Provided material:
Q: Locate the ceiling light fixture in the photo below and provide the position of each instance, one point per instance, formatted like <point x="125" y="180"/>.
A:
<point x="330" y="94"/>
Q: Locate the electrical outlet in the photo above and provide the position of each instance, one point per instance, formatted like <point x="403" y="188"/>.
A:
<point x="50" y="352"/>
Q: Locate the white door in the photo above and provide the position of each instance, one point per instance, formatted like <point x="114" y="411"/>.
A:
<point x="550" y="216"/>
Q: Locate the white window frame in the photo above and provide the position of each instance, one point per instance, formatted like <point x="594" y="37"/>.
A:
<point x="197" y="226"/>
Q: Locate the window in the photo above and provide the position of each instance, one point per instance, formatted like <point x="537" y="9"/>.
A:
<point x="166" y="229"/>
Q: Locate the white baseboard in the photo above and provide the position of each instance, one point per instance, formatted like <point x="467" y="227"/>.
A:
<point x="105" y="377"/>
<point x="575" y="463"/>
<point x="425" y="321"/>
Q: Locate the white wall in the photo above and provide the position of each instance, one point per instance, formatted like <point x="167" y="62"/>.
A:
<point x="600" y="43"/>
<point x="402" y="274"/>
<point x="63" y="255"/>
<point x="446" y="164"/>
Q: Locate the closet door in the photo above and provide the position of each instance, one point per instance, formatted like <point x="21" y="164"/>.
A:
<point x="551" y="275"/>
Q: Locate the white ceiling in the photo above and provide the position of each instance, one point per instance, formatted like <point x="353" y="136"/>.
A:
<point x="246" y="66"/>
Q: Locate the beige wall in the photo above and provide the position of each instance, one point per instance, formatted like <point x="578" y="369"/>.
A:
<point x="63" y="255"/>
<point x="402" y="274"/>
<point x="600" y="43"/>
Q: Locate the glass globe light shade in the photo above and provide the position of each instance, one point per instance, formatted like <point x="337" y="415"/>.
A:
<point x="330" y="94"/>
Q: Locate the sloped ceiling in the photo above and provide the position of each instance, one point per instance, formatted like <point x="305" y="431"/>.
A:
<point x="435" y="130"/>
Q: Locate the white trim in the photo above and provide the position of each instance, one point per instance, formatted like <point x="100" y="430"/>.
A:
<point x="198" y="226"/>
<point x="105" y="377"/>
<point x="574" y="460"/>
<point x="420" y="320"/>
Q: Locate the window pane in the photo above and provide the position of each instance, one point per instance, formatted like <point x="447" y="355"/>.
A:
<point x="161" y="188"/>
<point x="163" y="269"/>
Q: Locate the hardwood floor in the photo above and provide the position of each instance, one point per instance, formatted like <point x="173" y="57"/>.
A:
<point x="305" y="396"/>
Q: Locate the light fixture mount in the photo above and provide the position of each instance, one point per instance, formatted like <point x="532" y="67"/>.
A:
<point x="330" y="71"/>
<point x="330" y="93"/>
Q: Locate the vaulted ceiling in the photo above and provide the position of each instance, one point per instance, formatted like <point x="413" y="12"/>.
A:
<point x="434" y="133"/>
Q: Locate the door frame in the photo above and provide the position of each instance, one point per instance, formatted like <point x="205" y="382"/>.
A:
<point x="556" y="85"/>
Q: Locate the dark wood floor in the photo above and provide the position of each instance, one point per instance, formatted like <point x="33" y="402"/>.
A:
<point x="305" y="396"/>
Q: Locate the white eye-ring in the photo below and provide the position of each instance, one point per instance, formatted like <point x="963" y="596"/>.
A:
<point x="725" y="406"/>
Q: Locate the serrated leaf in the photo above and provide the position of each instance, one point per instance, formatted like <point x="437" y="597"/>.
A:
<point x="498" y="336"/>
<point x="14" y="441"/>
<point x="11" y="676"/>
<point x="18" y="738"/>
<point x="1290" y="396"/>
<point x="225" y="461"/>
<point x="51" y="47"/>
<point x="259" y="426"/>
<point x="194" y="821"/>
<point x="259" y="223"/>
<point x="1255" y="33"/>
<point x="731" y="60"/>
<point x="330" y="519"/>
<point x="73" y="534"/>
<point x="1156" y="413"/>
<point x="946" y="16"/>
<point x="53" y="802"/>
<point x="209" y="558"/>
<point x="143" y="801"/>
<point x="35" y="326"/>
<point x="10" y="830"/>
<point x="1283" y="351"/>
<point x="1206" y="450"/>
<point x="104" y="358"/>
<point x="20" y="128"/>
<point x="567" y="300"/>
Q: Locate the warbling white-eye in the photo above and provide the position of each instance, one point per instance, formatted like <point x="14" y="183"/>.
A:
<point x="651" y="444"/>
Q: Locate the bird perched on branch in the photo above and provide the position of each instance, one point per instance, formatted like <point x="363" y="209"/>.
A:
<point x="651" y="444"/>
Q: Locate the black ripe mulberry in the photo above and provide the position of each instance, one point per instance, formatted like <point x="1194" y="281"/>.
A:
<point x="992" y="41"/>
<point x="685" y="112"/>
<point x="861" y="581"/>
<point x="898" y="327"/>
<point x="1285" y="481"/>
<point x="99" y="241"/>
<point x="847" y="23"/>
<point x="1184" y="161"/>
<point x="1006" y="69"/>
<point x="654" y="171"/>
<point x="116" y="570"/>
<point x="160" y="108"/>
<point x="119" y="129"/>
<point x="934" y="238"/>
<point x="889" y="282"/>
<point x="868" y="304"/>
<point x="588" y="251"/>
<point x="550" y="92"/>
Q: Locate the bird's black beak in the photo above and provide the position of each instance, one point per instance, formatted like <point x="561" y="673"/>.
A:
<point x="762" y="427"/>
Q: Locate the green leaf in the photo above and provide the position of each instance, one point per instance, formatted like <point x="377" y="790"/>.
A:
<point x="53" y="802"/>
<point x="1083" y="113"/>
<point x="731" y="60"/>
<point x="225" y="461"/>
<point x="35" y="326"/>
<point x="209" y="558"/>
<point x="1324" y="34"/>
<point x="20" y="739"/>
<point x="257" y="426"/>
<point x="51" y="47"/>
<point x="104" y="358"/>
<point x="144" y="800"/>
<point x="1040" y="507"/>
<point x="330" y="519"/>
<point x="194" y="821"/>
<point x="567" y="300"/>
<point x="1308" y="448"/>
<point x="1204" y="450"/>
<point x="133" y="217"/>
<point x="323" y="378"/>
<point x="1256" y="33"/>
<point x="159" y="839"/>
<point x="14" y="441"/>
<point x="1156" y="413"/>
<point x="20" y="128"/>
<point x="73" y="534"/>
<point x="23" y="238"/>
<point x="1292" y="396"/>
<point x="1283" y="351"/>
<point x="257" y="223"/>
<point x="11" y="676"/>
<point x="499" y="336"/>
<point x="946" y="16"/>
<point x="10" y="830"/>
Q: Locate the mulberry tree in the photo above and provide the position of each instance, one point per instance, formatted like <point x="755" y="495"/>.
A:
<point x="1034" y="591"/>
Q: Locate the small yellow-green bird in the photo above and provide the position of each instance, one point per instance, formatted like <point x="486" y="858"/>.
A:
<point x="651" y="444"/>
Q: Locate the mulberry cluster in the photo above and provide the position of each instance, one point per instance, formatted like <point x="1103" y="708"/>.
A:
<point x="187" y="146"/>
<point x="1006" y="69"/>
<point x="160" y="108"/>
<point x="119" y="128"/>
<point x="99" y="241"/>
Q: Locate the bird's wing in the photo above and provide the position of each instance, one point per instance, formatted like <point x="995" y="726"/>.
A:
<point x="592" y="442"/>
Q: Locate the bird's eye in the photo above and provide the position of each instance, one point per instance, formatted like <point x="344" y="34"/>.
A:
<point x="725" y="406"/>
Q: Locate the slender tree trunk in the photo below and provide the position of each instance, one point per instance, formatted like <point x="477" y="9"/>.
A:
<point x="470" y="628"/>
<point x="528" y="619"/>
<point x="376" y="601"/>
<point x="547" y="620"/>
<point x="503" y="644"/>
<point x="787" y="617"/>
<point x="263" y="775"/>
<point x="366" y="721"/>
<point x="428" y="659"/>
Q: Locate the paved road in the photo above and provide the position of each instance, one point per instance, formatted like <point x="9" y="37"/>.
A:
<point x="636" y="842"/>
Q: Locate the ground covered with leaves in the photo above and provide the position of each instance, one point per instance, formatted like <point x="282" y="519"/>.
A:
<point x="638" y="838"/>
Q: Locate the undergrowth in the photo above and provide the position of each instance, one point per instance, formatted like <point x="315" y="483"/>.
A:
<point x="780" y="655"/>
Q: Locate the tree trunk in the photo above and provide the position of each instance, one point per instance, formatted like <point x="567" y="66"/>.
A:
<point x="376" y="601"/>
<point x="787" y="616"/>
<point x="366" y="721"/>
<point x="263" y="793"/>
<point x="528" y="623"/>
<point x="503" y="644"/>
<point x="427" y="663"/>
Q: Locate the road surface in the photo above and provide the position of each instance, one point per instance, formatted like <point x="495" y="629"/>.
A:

Work instructions:
What lines above contain the string "mulberry"? Copy all of them.

Answer for this exercise:
Q: Locate the black ripe mulberry in the photo above and provide the position of each instance, one point per instance, formatted like <point x="1194" y="281"/>.
Q: Locate the mulberry tree in the photo above and provide the position of each instance, one point per instance, formatted like <point x="755" y="495"/>.
Q: Locate the mulberry cluster in the photo above and provide the position of each instance, one point per instance, formatted like <point x="1103" y="708"/>.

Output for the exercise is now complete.